• _What you need to do_
Substitute "placing one point on each instance" for "putting one point per instance" throughout the records below, and reproduce them with everything else unchanged.
[Begin]
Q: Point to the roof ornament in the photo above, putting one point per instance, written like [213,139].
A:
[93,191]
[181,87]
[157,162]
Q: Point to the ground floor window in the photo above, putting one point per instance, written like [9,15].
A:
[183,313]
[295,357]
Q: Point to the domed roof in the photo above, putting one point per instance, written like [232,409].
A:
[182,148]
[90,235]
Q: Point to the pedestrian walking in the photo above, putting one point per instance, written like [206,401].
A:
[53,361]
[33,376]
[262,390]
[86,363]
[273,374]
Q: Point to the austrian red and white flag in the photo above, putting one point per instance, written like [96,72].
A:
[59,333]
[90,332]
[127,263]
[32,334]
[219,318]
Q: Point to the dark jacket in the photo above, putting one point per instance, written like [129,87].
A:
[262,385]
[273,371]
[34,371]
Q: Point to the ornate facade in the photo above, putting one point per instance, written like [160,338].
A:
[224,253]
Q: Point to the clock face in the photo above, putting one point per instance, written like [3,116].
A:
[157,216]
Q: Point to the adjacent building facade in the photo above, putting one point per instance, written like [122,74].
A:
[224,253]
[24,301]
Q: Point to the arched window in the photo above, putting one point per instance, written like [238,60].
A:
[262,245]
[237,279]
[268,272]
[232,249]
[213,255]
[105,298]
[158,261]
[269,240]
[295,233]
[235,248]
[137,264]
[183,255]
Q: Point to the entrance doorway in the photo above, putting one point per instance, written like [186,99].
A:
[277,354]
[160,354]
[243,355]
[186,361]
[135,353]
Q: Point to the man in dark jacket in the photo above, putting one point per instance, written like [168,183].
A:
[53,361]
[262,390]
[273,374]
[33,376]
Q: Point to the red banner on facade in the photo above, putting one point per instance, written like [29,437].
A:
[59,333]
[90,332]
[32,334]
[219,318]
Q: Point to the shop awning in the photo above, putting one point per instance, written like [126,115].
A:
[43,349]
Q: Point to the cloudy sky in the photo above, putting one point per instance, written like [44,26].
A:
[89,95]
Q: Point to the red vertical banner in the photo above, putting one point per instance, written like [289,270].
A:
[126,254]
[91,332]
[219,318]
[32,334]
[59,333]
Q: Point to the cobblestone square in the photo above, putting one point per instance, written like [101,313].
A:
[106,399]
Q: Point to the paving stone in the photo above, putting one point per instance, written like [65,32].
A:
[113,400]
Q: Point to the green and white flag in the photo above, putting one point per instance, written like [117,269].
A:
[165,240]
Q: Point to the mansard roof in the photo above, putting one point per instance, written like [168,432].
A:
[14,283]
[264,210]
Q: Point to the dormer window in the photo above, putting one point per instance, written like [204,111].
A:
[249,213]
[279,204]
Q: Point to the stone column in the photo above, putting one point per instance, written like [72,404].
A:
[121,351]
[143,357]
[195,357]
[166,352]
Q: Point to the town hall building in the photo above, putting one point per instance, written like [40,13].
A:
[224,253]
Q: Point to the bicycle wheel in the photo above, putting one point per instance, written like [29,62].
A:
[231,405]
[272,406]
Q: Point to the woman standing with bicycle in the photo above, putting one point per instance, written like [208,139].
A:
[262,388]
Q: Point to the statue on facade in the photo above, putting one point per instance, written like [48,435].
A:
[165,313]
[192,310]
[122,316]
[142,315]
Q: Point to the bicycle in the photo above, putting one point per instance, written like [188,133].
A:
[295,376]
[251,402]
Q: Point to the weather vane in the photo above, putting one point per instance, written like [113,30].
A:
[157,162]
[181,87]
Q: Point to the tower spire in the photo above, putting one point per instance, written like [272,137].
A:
[End]
• _Expected answer_
Q: Point to the roof ornament in the photo above, placing one point on each instance, written like [213,139].
A:
[93,191]
[181,87]
[157,162]
Q: Point to the ground floor window in the photo above, placing one point on each instance, written like [9,15].
A:
[183,313]
[295,357]
Q: Point to the domed roof in the photo above, placing one point on each instance, written like [232,409].
A:
[182,148]
[90,235]
Q: Point to the pedestrian walking in the photo above, placing one point on each instance, written like [206,401].
A:
[53,361]
[33,376]
[262,390]
[86,363]
[273,374]
Q: Point to the austrian red and white flag in the photo above, placing one point on each instance, written like [96,72].
A:
[59,333]
[90,332]
[127,263]
[32,334]
[219,318]
Q: Point to the dark jacket in the photo above, placing one point on each instance, written like [129,87].
A:
[262,385]
[273,371]
[34,371]
Q: Point to the ornate facade in the photo above, placing one point on each instance, written like [160,338].
A:
[224,253]
Q: Point to the clock face in the photo above, placing one point on each instance, written like [3,116].
A:
[157,216]
Q: Point to the adjacent building facade in the photo above, placing one point on each instance, written like [122,74].
A:
[224,253]
[24,301]
Q: Point to the arched window in the photo above, placing one point on each instance, written like [238,60].
A:
[262,245]
[237,279]
[268,272]
[232,249]
[213,255]
[105,298]
[158,261]
[269,240]
[295,233]
[235,248]
[137,264]
[183,255]
Q: Point to the entrance doorway in the photo above, placing one point on each instance, written like [186,99].
A:
[277,354]
[160,354]
[243,355]
[186,361]
[135,353]
Q: Point to the man in dark jacket in the photo above, placing one point on each instance, written like [168,183].
A:
[53,361]
[262,390]
[273,374]
[33,376]
Q: Point to the red banner on facade in the photo above, placing one point on each instance, written like [29,437].
A:
[59,333]
[90,332]
[32,334]
[219,318]
Q: Point to the shop awning in the photo above, placing one point on each instance, written like [126,115].
A:
[43,349]
Q: Point to the cloudy sky in the photo above, placing one point on each instance, written like [44,26].
A:
[89,95]
Q: Point to the red vertical banner in the photo above, placing one point on each instance, written like [289,270].
A:
[126,254]
[91,332]
[219,318]
[32,334]
[59,333]
Q: Point to the cobblestone square in the photo above, placing one point on each instance, written like [101,313].
A:
[106,399]
Q: Point to the paving stone in the photo above, placing one point on each instance, written like [65,32].
A:
[113,400]
Q: Point to the green and white flag in the photo above, placing one point on each instance, written like [117,269].
A:
[165,240]
Q: Point to the mansard roof in the photo above, placing one point on each instance, written like [168,432].
A:
[14,283]
[264,210]
Q: Point to the dormer window in the photo above, placing one point on each instance, written like [204,111].
A:
[249,213]
[279,204]
Q: Point to the stone column in the photo above, placing one point on each instance, written like [72,404].
A:
[121,351]
[143,357]
[195,357]
[166,352]
Q: Point to the town hall building in the photo above, placing one point on each instance, written like [40,13].
A:
[224,253]
Q: Point to the bicycle wheel in the photo above, placing one point on each instance, written like [29,62].
A:
[231,405]
[272,406]
Q: Point to the woman standing with bicycle in the photo above, placing one point on each instance, written like [208,139].
A:
[262,388]
Q: Point to the statue on facade in the photo above, placing one point on each instance, written like [48,435].
A:
[165,313]
[192,310]
[122,316]
[142,315]
Q: Point to the bicycle in the photo above, placing one point on each instance, written like [188,133].
A:
[295,376]
[251,402]
Q: Point to the weather vane in the photo above, placing one point on each instance, written like [113,30].
A:
[157,162]
[181,87]
Q: Point to the tower spire in the photo above, placing one point on each instance, written like [272,137].
A:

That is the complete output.